[Coordinate labeling data]

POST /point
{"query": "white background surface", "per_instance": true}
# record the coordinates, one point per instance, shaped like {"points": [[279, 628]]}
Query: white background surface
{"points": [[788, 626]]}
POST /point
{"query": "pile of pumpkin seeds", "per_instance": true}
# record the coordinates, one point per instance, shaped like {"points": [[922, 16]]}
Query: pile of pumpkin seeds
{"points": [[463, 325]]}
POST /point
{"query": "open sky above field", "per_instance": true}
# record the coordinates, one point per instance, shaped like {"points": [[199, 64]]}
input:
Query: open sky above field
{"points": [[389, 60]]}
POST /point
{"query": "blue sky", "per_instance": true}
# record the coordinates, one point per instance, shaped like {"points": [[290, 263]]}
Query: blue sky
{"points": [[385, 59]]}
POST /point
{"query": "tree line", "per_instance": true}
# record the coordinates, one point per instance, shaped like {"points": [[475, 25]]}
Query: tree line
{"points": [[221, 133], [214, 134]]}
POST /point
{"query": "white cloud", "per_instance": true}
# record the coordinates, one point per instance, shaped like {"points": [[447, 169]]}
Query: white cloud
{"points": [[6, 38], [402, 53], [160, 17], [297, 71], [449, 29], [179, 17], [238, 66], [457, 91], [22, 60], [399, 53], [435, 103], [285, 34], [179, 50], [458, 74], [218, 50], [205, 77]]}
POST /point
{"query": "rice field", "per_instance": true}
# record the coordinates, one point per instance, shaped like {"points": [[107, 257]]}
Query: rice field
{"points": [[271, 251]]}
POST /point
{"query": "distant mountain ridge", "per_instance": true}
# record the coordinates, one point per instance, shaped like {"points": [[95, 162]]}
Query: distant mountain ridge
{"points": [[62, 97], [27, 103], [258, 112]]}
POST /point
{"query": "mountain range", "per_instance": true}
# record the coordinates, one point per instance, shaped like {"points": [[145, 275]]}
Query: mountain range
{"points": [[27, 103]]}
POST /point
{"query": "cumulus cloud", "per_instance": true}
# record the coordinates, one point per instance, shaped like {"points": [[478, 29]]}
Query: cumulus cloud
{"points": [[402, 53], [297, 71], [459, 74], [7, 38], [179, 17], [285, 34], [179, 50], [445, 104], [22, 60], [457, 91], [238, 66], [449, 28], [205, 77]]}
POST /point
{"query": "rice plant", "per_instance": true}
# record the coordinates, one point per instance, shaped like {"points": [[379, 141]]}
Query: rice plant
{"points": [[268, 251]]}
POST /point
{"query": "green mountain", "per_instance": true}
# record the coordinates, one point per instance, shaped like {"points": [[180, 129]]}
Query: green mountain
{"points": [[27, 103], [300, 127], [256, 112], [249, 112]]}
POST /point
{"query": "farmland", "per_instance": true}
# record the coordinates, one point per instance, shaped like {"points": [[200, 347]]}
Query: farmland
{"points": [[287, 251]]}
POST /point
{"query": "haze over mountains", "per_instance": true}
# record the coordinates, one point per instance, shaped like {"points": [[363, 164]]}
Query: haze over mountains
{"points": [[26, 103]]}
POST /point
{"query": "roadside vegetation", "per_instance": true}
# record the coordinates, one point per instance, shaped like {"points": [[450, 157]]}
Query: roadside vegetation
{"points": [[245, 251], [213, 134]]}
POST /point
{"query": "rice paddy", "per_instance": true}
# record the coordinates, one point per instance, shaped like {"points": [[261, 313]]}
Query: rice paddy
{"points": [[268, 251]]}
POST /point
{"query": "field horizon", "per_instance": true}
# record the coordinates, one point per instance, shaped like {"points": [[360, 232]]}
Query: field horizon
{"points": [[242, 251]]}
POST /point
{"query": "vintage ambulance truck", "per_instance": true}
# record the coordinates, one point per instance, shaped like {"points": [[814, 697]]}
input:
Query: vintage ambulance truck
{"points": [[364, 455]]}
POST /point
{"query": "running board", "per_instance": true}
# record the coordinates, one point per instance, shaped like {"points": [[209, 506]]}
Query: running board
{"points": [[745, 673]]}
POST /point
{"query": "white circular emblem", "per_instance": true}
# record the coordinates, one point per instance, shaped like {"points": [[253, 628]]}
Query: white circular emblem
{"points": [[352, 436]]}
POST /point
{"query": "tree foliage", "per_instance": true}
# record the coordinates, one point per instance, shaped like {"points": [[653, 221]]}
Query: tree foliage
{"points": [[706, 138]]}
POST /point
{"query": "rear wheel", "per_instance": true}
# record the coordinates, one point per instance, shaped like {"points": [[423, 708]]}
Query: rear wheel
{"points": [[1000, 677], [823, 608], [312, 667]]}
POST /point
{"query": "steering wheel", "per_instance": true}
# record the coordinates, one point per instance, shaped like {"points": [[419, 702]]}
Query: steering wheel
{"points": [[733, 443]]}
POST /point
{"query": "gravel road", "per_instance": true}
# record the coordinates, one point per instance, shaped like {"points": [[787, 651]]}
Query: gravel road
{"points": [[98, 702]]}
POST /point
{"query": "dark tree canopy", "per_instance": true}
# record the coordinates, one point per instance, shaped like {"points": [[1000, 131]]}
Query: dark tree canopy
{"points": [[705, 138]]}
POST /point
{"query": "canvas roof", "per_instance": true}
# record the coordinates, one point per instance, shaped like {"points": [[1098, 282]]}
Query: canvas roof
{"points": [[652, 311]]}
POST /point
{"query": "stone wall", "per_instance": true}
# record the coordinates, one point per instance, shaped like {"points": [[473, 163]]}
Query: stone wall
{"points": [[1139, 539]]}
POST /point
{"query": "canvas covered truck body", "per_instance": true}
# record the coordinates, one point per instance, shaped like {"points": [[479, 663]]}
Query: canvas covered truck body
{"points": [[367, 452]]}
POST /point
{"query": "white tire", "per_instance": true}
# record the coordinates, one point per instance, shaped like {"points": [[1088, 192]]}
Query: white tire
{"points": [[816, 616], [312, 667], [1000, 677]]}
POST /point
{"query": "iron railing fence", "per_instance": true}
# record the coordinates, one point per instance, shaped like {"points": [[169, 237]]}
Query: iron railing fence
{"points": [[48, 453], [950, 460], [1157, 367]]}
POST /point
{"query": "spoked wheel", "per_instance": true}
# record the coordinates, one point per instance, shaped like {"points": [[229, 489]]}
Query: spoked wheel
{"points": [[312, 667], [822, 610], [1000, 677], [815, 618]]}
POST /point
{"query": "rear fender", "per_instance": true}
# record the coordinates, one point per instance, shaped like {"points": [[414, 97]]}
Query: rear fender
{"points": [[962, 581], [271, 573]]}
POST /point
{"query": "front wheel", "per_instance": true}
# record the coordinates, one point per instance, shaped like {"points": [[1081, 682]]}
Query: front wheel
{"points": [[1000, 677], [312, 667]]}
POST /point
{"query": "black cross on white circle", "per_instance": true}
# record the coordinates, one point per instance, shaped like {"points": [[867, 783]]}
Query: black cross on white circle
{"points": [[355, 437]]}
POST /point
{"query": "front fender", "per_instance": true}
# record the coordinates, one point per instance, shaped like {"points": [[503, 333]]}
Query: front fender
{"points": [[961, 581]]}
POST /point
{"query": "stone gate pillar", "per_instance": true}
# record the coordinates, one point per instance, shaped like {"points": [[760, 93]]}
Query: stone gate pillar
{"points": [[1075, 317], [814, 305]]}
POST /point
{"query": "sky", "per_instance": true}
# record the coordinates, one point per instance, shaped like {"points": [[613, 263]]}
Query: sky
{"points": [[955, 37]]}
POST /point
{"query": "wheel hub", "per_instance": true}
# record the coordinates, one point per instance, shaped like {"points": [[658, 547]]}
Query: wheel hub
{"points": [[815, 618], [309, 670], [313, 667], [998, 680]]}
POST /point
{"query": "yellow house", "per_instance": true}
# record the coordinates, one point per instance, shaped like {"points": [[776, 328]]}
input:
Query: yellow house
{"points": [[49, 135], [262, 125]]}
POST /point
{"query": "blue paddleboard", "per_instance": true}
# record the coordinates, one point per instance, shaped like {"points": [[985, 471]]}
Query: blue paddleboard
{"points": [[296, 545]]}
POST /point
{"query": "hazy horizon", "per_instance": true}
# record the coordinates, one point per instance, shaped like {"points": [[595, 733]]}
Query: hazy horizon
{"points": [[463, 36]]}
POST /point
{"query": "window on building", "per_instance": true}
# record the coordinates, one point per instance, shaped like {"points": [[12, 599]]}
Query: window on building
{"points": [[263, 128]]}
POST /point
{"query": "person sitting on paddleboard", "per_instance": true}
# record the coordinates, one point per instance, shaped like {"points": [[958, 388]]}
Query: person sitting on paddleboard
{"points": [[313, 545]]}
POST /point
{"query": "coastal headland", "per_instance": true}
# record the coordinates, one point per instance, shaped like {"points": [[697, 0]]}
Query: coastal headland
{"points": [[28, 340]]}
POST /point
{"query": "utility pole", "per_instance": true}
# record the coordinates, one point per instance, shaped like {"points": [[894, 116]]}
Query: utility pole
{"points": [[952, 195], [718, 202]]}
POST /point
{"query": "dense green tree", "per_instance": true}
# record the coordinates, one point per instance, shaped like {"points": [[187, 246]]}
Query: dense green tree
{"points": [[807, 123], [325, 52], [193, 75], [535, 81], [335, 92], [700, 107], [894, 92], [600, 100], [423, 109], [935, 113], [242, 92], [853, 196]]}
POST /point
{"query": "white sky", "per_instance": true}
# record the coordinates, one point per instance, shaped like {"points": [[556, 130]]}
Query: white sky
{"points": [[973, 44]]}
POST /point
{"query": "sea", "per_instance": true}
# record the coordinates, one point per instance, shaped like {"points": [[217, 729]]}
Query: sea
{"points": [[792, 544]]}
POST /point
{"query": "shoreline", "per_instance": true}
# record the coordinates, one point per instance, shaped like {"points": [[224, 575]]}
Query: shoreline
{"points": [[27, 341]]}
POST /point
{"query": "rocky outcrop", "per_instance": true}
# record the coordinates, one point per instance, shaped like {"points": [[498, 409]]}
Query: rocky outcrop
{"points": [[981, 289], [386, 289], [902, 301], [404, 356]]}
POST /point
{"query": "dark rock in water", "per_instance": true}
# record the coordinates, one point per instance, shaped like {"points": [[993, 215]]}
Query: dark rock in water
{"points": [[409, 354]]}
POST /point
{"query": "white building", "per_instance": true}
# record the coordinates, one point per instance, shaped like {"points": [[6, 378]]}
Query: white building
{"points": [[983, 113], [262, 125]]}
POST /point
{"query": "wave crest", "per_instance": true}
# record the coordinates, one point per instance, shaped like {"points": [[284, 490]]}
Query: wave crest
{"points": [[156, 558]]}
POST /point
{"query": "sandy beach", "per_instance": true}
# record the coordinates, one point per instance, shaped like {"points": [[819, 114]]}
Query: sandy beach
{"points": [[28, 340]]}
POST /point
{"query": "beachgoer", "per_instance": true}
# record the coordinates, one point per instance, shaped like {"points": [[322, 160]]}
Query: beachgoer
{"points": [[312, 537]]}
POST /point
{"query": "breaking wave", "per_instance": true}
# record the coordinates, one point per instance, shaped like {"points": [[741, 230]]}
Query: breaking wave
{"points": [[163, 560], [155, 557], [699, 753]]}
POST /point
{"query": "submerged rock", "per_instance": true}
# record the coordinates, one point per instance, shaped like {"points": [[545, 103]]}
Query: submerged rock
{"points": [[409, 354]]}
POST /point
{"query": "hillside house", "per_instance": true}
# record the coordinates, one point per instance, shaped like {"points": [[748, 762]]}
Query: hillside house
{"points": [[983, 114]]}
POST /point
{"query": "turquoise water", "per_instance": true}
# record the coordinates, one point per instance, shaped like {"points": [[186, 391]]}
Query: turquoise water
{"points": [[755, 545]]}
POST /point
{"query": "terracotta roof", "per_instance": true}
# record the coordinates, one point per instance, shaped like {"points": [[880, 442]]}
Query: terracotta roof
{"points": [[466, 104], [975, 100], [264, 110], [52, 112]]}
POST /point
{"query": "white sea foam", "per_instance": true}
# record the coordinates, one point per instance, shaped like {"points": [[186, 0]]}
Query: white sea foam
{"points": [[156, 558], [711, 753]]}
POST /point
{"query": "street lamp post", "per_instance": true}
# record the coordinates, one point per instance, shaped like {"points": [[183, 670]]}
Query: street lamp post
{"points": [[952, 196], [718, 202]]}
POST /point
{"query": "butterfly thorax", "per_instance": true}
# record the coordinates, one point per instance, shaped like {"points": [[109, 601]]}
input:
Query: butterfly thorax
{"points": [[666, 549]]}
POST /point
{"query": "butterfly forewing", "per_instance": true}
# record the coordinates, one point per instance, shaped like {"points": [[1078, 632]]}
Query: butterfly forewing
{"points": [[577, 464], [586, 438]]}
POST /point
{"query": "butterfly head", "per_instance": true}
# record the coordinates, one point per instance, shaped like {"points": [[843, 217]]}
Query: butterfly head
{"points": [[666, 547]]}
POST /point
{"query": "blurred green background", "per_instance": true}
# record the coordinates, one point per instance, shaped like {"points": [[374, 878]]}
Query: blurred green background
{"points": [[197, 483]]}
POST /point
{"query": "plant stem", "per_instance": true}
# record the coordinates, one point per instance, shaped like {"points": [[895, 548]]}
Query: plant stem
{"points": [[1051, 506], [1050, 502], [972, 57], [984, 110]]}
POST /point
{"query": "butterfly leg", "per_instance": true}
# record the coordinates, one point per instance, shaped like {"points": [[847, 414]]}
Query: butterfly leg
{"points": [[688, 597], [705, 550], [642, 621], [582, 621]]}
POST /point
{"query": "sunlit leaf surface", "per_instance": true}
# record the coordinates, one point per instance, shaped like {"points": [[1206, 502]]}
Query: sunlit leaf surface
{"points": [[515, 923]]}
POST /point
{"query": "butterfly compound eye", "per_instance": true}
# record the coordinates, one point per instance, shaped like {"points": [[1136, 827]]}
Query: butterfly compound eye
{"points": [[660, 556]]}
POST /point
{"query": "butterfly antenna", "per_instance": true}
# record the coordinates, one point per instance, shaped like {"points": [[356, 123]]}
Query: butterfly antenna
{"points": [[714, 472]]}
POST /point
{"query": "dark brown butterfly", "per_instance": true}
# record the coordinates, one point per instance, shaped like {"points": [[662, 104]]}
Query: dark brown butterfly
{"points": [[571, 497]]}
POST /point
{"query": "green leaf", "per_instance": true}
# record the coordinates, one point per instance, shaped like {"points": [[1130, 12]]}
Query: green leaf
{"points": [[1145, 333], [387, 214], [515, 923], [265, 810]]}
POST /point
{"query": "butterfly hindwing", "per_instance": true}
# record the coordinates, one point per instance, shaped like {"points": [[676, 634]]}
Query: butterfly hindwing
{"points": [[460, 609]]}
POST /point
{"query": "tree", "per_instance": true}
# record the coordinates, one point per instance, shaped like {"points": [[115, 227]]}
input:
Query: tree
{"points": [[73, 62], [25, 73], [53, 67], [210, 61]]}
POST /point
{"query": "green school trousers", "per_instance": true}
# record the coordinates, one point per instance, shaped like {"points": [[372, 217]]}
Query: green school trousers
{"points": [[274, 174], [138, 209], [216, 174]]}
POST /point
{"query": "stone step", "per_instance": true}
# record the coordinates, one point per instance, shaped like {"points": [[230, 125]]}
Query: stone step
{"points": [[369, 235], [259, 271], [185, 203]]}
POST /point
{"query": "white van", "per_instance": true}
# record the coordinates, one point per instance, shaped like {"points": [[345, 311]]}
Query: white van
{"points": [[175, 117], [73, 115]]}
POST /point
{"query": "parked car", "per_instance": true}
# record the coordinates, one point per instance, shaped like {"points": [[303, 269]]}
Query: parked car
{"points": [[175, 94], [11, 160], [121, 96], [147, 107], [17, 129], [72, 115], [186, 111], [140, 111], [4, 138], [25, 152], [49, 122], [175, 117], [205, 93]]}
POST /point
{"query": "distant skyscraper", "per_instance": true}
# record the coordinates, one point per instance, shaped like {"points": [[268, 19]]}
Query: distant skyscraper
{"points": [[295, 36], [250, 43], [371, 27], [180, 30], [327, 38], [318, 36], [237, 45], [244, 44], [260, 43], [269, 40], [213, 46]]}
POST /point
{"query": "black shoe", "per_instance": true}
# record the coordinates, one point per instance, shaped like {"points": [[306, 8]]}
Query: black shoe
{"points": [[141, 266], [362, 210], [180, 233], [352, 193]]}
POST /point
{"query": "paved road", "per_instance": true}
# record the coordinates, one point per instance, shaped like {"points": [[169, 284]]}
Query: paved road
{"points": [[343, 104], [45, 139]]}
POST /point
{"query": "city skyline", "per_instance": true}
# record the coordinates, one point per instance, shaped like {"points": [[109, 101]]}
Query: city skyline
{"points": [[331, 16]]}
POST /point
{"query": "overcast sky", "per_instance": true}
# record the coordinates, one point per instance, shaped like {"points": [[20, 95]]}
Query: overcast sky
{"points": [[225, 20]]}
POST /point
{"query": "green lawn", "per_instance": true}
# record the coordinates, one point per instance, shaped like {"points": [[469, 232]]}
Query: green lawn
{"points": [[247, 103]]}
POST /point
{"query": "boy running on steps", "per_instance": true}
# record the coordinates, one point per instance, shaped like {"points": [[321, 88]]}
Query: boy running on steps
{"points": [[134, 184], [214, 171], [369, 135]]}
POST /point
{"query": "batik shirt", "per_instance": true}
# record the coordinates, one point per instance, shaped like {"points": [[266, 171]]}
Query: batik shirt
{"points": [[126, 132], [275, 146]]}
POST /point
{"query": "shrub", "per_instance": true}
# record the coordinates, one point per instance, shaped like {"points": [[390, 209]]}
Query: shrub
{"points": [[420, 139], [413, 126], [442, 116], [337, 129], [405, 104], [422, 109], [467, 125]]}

◆ **What to produce**
Pull out every line of the records that contains the string "sitting" and list those lines.

◆ **Response to the exercise**
{"query": "person sitting on paddleboard", "per_instance": true}
Query: person sitting on paddleboard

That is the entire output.